**Tasks:**
• A. Can you rewrite everything in the backpropagation excerpt from "To simplify the" down to "of their derivatives.", putting "target" in place of "label"?
• B. Could you carry on the backpropagation excerpt from the point where it stops?

**Source extract:**
------------------------------------------------------------
To simplify the mathematical derivation, we will assume that we have only one training example and find the partial derivatives of the error with respect to that example:

$$\frac{\partial{E}}{\partial{w_{ij}^{l}}} = \frac{\partial{J(y, o)}}{\partial{w_{ij}^{l}}}$$

where $y$ is the label of this example and $o$ is the output of the network for that example. The extension to $n$ training samples is straightforward, since the derivative of the sum of functions is just the sum of their derivatives.

The computation of the partial derivatives of the weights in the hidden layers is not trivial, since those weights don’t affect directly the output (and hence the error). To address this problem, we will use the chain rule of derivatives to establish a relationship between the gradients of the error in a given layer and the gradients in the subsequent layer.
------------------------------------------------------------
Stored entries:
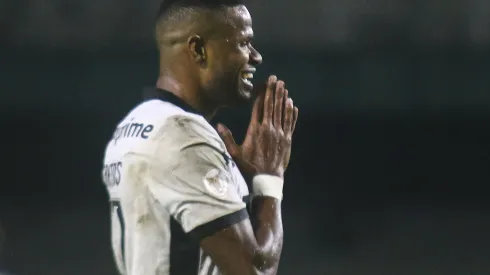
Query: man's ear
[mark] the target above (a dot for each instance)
(197, 49)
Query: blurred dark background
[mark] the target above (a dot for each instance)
(391, 157)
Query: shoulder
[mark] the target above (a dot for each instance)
(185, 130)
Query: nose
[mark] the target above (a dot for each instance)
(255, 57)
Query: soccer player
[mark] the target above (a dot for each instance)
(178, 189)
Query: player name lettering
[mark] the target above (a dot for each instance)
(112, 173)
(132, 129)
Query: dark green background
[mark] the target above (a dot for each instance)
(388, 174)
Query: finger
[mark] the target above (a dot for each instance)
(278, 104)
(269, 100)
(288, 117)
(228, 139)
(295, 118)
(258, 109)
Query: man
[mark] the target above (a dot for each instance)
(179, 201)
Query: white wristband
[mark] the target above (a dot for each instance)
(268, 186)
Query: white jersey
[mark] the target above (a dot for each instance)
(171, 183)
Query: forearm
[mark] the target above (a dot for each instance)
(267, 223)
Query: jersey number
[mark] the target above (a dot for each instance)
(116, 206)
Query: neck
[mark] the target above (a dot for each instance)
(192, 96)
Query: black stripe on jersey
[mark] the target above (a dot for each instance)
(184, 251)
(164, 95)
(218, 224)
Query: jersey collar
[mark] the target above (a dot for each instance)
(164, 95)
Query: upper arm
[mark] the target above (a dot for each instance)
(196, 187)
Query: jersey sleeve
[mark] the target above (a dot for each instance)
(192, 180)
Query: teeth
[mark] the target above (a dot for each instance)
(248, 75)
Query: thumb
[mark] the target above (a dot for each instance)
(228, 139)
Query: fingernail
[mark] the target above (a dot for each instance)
(220, 128)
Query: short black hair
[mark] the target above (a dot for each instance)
(168, 5)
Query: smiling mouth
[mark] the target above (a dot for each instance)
(247, 77)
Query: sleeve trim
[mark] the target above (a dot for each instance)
(208, 229)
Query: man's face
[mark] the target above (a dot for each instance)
(232, 60)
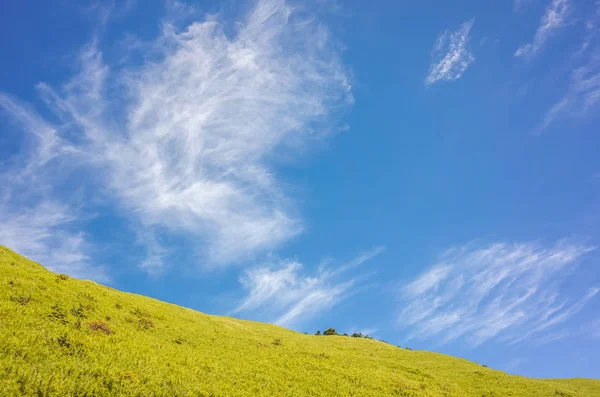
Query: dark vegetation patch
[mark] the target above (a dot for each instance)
(21, 299)
(61, 277)
(100, 326)
(145, 324)
(69, 346)
(58, 314)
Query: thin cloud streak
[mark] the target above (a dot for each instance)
(555, 17)
(187, 141)
(503, 291)
(287, 295)
(451, 55)
(33, 221)
(583, 92)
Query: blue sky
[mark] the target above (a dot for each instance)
(424, 172)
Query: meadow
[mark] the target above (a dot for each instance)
(61, 336)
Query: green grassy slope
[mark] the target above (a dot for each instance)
(65, 337)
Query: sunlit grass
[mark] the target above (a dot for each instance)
(65, 337)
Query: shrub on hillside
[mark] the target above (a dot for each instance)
(100, 326)
(79, 311)
(61, 277)
(21, 299)
(58, 314)
(145, 324)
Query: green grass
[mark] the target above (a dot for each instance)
(65, 337)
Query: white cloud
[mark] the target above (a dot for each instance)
(518, 5)
(32, 222)
(451, 55)
(555, 18)
(501, 291)
(583, 92)
(187, 141)
(286, 295)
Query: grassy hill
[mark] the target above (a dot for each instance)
(65, 337)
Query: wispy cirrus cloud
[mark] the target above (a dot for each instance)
(187, 141)
(555, 17)
(286, 294)
(505, 291)
(583, 91)
(33, 221)
(451, 56)
(518, 5)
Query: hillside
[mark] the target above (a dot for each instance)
(65, 337)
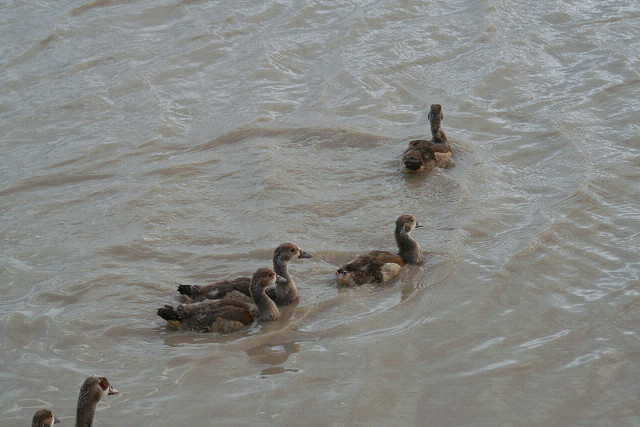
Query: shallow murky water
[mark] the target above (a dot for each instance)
(156, 143)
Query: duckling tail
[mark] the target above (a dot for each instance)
(169, 314)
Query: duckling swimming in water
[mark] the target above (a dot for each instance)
(380, 266)
(423, 155)
(282, 294)
(226, 315)
(93, 389)
(44, 418)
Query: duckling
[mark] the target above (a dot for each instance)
(282, 294)
(423, 155)
(93, 389)
(44, 418)
(380, 266)
(226, 315)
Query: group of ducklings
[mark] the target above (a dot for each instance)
(93, 389)
(229, 305)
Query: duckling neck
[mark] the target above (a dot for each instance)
(86, 410)
(267, 309)
(281, 269)
(437, 134)
(408, 249)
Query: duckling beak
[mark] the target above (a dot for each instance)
(304, 254)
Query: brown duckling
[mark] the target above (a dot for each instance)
(93, 389)
(282, 294)
(380, 266)
(423, 155)
(226, 315)
(44, 418)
------------------------------------------------------------
**Outputs by task:**
• A.
To simplify the mathematical derivation, we will assume that we have only one training example and find the partial derivatives of the error with respect to that example:

$$\frac{\partial{E}}{\partial{w_{ij}^{l}}} = \frac{\partial{J(y, o)}}{\partial{w_{ij}^{l}}}$$

where $y$ is the target of this example and $o$ is the output of the network for that example. The extension to $n$ training samples is straightforward, since the derivative of the sum of functions is just the sum of their derivatives.

• B.
### The Delta Terms
We first note that $E$ depends on the weight $w_{ij}^{l}$ only via the net input $z_i^{l}$ of neuron $i$ in layer $l$. Therefore, we can apply the chain rule of derivatives to the gradient of $E$ with respect to this weight:

$$\frac{\partial{E}}{\partial{w_{ij}^{l}}} = \frac{\partial{J(y, o)}}{\partial{z_i^{l}}} \times \frac{\partial{z_i^{l}}}{\partial{w_{ij}^{l}}}$$

The second derivative on the right side of the equation is:

$$\frac{\partial{z_i^{l}}}{\partial{w_{ij}^{l}}} = \frac{\partial{\sum_{k} w_{ij}^{l} a_k^{l-1}}}{\partial{w_{ij}^{l}}} = a_j^{l-1}$$

Therefore, we can write:

$$\frac{\partial{E}}{\partial{w_{ij}^{l}}} = \frac{\partial{J(y, o)}}{\partial{z_i^{l}}} a_j^{l-1} = \delta_i^{l} a_j^{l-1}$$

The variable $\delta_i$ is called the delta term of neuron $i$ or delta for short.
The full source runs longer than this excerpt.